Task description:
Can you update the items below by replacing each "Mark the region of the" with "Outline the area of the" and leaving everything else unchanged?
=== The records ===
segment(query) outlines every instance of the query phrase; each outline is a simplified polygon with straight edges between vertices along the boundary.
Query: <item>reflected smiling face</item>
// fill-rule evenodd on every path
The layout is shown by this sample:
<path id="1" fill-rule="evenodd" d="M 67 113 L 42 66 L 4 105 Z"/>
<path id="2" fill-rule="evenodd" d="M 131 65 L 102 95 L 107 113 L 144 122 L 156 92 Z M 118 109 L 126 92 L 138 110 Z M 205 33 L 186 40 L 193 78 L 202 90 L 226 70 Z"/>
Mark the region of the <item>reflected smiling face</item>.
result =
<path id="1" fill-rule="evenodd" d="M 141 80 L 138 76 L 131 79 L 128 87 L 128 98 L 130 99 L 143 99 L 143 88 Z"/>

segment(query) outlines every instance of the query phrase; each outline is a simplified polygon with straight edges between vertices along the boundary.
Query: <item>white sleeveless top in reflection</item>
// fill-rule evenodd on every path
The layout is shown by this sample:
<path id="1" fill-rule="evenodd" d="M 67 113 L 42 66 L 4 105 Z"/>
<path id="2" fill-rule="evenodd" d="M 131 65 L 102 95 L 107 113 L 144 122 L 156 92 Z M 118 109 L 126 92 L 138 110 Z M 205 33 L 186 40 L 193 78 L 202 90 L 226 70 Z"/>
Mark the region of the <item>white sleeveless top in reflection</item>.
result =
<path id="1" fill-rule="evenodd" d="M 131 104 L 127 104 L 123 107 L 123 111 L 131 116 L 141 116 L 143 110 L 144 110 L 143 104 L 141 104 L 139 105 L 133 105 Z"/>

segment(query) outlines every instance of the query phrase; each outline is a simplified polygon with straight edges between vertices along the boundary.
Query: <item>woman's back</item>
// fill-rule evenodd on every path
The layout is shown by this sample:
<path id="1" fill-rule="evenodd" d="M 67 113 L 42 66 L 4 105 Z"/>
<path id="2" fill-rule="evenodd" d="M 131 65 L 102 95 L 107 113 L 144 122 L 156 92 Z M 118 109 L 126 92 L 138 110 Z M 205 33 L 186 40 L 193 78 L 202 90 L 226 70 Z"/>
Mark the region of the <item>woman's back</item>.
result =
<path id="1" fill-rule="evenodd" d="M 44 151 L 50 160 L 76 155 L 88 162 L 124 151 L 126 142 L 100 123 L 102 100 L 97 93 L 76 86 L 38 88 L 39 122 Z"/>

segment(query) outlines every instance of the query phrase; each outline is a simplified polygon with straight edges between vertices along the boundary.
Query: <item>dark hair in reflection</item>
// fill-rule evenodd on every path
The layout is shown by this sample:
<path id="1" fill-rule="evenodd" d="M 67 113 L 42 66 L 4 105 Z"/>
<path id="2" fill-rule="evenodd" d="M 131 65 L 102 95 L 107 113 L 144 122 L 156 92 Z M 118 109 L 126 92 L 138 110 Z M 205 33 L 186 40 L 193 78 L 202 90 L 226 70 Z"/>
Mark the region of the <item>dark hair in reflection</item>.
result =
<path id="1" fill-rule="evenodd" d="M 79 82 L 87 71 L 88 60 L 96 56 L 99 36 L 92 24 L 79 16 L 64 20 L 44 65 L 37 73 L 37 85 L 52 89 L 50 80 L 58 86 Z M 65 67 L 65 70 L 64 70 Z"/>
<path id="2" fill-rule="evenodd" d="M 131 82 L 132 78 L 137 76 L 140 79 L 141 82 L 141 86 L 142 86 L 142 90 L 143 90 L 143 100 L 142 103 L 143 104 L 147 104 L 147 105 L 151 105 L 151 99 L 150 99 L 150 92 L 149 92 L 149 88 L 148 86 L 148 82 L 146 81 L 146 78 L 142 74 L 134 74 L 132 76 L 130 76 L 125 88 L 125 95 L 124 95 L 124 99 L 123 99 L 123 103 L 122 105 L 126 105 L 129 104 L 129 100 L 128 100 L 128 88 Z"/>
===
Task answer:
segment(query) outlines every instance of the query phrase; each outline is a simplified polygon with straight edges between vertices along the boundary.
Query: <item>reflected smiling face</item>
// fill-rule evenodd on every path
The layout is shown by this sample:
<path id="1" fill-rule="evenodd" d="M 67 113 L 42 66 L 4 105 Z"/>
<path id="2" fill-rule="evenodd" d="M 131 65 L 102 95 L 107 113 L 144 122 L 156 92 Z M 118 109 L 126 92 L 138 110 Z M 205 33 L 186 40 L 193 78 L 202 90 L 226 70 Z"/>
Outline the area of the <item>reflected smiling face</item>.
result =
<path id="1" fill-rule="evenodd" d="M 141 80 L 138 76 L 131 79 L 128 87 L 128 98 L 130 99 L 143 99 L 143 88 Z"/>

segment(query) outlines every instance of the query phrase; each outline is a simplified polygon with straight edges between vertices along the boundary.
Query: <item>white sleeveless top in reflection</item>
// fill-rule evenodd on every path
The layout is shown by this sample:
<path id="1" fill-rule="evenodd" d="M 67 113 L 42 66 L 4 105 Z"/>
<path id="2" fill-rule="evenodd" d="M 131 65 L 102 95 L 107 113 L 144 122 L 156 92 Z M 118 109 L 126 92 L 138 110 Z M 205 33 L 186 40 L 193 78 L 202 90 L 226 70 Z"/>
Outline the area of the <item>white sleeveless top in reflection</item>.
result =
<path id="1" fill-rule="evenodd" d="M 131 104 L 127 104 L 123 107 L 123 111 L 131 116 L 141 116 L 143 110 L 144 110 L 143 104 L 141 104 L 139 105 L 133 105 Z"/>

segment(query) outlines every instance of the query phrase; each outline is a simplified polygon with straight edges between vertices along the boundary.
Query: <item>woman's back</item>
// fill-rule evenodd on every path
The layout is shown by this sample:
<path id="1" fill-rule="evenodd" d="M 67 113 L 42 66 L 4 105 Z"/>
<path id="2" fill-rule="evenodd" d="M 131 65 L 102 95 L 107 113 L 144 122 L 156 92 Z M 118 109 L 126 92 L 138 110 Z M 205 33 L 186 40 L 193 78 L 202 90 L 226 70 Z"/>
Outline the area of the <item>woman's back</item>.
result =
<path id="1" fill-rule="evenodd" d="M 44 151 L 50 160 L 76 155 L 88 162 L 124 151 L 126 142 L 100 123 L 102 100 L 97 93 L 76 86 L 38 88 L 39 122 Z"/>

segment(query) outlines every instance of the query phrase; each outline is a simplified polygon with straight edges between vertices along the boundary.
Query: <item>dark hair in reflection</item>
// fill-rule evenodd on every path
The layout is shown by this sample:
<path id="1" fill-rule="evenodd" d="M 67 113 L 42 66 L 4 105 Z"/>
<path id="2" fill-rule="evenodd" d="M 131 65 L 102 95 L 107 113 L 144 122 L 156 92 Z M 118 109 L 126 92 L 138 110 Z M 205 33 L 186 40 L 193 78 L 202 90 L 226 70 Z"/>
Outline the area of the <item>dark hair in reflection</item>.
result =
<path id="1" fill-rule="evenodd" d="M 79 82 L 87 71 L 88 60 L 96 56 L 99 36 L 92 24 L 79 16 L 64 20 L 44 65 L 37 73 L 37 85 L 52 89 L 50 80 L 58 86 Z M 65 67 L 65 70 L 64 70 Z"/>
<path id="2" fill-rule="evenodd" d="M 131 82 L 132 78 L 137 76 L 140 79 L 141 82 L 141 86 L 142 86 L 142 90 L 143 90 L 143 100 L 142 103 L 143 104 L 147 104 L 147 105 L 151 105 L 151 99 L 150 99 L 150 92 L 149 92 L 149 88 L 148 86 L 148 82 L 146 81 L 146 78 L 142 74 L 134 74 L 132 76 L 130 76 L 125 88 L 125 95 L 124 95 L 124 99 L 123 99 L 123 103 L 122 105 L 126 105 L 129 104 L 129 100 L 128 100 L 128 88 Z"/>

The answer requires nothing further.